READING TEXT:

HAIR
The science of beauty

Monica Mendoza, Story and photos
Kaiserslautern American


***image1***Step into Ruth Higgins’ beauty shop at Kaiserslautern American High School and you’ll find a bevy of students ordering products, keeping budgets and reading Materials Safety Data Sheets, which detail the toxic levels of chemicals. And oh yes, they will be styling hair.

In Ms. Higgins’ beginning and advanced cosmetology courses, students are getting an introduction to business management, learning professional image and career ethics, understanding bacteriology, and working on basic hair coloring and chemical permanent wave and relaxing. It’s part of a career pathways program that gives students first-hand knowledge about careers while incorporating writing, math and science.

“There is a lot of science involved when you tint hair,” said senior LaChez McKenzie, who is investigating a variety of career options.

Four years ago, the KAHS cosmetology lab was a housing dormitory on Vogelweh. Officials from the Department of Defense Dependant Schools wanted KAHS to launch a cosmetology program as part of a career pathways program. They called Ms. Higgins out of her job as Kaiserslautern District science coordinator to do it. Ms. Higgins had opened the cosmetology program at Baumholder High School and later at Stuttgart High School. She knew how to get a program up and running, she said.

“I poured cement,” she said about building the KAHS program from scratch. She hunted for real barber-shop chairs and with the help of the school’s supply manager, Magda Engle, she found mannequin heads with real hair and other beauty supplies.

***image5***The program opened at KAHS three years ago.
“I don’t think this will be a career for me,” said junior Paris Cervantes, who had just finished rolling a perm and putting chemical solutions on a mannequin’s head. “I think it’s good to know what people are doing to your hair.”

STUDY MATERIAL:
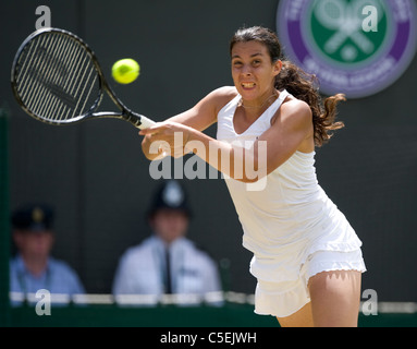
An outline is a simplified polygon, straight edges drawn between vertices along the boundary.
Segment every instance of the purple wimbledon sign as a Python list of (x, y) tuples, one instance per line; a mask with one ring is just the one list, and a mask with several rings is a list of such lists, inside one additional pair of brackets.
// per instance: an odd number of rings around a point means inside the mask
[(281, 0), (277, 31), (284, 52), (320, 89), (351, 98), (393, 84), (417, 47), (414, 0)]

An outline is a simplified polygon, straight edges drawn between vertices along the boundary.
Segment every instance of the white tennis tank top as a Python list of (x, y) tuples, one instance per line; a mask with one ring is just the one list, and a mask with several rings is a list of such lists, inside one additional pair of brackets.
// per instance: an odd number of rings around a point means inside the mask
[[(233, 117), (241, 99), (237, 95), (218, 115), (217, 139), (246, 146), (271, 127), (271, 119), (289, 96), (286, 91), (243, 133), (237, 134)], [(294, 279), (308, 255), (320, 250), (355, 251), (361, 242), (316, 177), (315, 152), (295, 152), (269, 173), (260, 185), (225, 179), (243, 227), (243, 245), (254, 252), (252, 273), (261, 279)], [(277, 273), (275, 273), (277, 272)]]

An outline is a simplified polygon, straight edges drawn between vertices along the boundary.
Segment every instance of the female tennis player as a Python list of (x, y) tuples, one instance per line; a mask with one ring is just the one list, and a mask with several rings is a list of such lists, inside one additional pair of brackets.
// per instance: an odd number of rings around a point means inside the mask
[[(193, 151), (226, 174), (243, 245), (254, 253), (256, 313), (277, 316), (281, 326), (357, 326), (366, 270), (361, 242), (318, 184), (314, 167), (315, 146), (343, 127), (335, 115), (344, 96), (322, 105), (314, 80), (281, 60), (278, 37), (268, 28), (237, 31), (230, 53), (234, 86), (142, 130), (144, 154), (155, 159), (152, 142), (164, 141), (171, 154)], [(217, 140), (201, 132), (214, 122)], [(197, 143), (206, 152), (197, 151)], [(221, 164), (218, 153), (230, 161)], [(247, 190), (260, 178), (249, 176), (245, 166), (243, 173), (236, 171), (236, 164), (249, 160), (265, 173), (263, 190)]]

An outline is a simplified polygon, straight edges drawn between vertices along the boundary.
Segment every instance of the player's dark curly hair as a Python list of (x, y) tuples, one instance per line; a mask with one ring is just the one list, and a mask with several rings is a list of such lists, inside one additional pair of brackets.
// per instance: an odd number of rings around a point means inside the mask
[(312, 112), (312, 124), (315, 130), (315, 144), (321, 146), (332, 136), (332, 131), (341, 129), (344, 123), (335, 121), (336, 106), (341, 100), (345, 100), (343, 94), (336, 94), (328, 97), (322, 104), (318, 92), (318, 82), (315, 75), (304, 72), (301, 68), (289, 60), (282, 59), (281, 44), (278, 36), (272, 31), (253, 26), (238, 29), (230, 41), (230, 52), (237, 43), (259, 41), (263, 44), (269, 51), (271, 61), (282, 61), (282, 69), (275, 79), (275, 88), (285, 88), (294, 97), (307, 103)]

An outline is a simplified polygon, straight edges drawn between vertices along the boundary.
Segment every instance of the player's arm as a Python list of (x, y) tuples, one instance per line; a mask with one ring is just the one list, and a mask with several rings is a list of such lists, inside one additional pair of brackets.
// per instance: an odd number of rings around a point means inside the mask
[[(225, 106), (234, 96), (236, 96), (236, 89), (234, 87), (225, 86), (214, 89), (204, 97), (193, 108), (169, 118), (164, 123), (181, 123), (197, 131), (204, 131), (211, 124), (217, 122), (217, 115), (223, 106)], [(155, 132), (140, 133), (144, 136), (142, 142), (142, 149), (145, 156), (154, 160), (159, 155), (154, 152), (151, 144), (155, 141)]]
[[(267, 149), (267, 174), (284, 164), (296, 151), (312, 152), (314, 127), (309, 106), (297, 99), (283, 103), (272, 119), (271, 128), (255, 142), (255, 154), (260, 148), (259, 142), (265, 142)], [(256, 157), (259, 158), (258, 155)]]

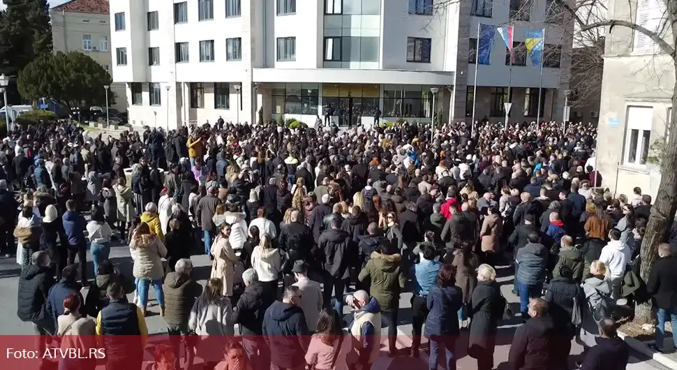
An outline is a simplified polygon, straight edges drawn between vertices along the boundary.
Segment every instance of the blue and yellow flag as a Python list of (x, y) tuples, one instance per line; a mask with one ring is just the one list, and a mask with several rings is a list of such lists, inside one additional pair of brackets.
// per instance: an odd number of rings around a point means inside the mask
[(543, 61), (543, 36), (545, 29), (528, 29), (526, 32), (524, 44), (526, 51), (531, 56), (531, 64), (541, 68)]

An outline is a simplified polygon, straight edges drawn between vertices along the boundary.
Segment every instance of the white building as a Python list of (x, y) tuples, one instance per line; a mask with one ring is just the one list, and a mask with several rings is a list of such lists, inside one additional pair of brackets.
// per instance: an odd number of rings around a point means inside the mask
[[(110, 3), (113, 78), (127, 84), (130, 122), (188, 123), (297, 118), (312, 124), (322, 106), (348, 120), (470, 116), (478, 23), (508, 22), (511, 3), (475, 0), (118, 0)], [(545, 27), (541, 117), (560, 117), (570, 35), (543, 22), (552, 0), (535, 1), (515, 27)], [(387, 6), (386, 6), (386, 4)], [(496, 34), (491, 64), (479, 66), (476, 117), (502, 121), (509, 67)], [(472, 46), (472, 47), (471, 47)], [(512, 73), (511, 117), (535, 117), (540, 73), (522, 53)], [(522, 64), (521, 61), (524, 61)], [(560, 68), (562, 67), (562, 68)], [(369, 118), (368, 118), (369, 117)], [(335, 117), (338, 119), (338, 117)]]

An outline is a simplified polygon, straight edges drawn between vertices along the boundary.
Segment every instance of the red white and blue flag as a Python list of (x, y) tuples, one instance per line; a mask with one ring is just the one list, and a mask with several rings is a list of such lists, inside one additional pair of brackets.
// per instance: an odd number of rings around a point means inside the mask
[(507, 26), (505, 27), (497, 27), (496, 30), (498, 34), (500, 34), (500, 37), (503, 38), (503, 42), (505, 43), (505, 46), (508, 48), (508, 50), (512, 51), (512, 26)]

WORK INSTRUCTIONS:
(a) Using the cosmetology article, say whether each statement agrees with it. For each, answer yes or no and quote the exact words that decide it. (i) The cosmetology program opened at KAHS three years ago. (ii) Ms. Higgins left a job as Kaiserslautern District math coordinator to start the program. (iii) Paris Cervantes plans to make cosmetology a career.
(b) From the cosmetology article, quote the passage starting at "In Ms. Higgins’" and ending at "of career options.".

WRITTEN RESPONSES:
(a)
(i) Yes: "The program opened at KAHS three years ago."
(ii) No: "They called Ms. Higgins out of her job as Kaiserslautern District science coordinator to do it."
(iii) No: "I don’t think this will be a career for me"

(b)
In Ms. Higgins’ beginning and advanced cosmetology courses, students are getting an introduction to business management, learning professional image and career ethics, understanding bacteriology, and working on basic hair coloring and chemical permanent wave and relaxing. It’s part of a career pathways program that gives students first-hand knowledge about careers while incorporating writing, math and science.

“There is a lot of science involved when you tint hair,” said senior LaChez McKenzie, who is investigating a variety of career options.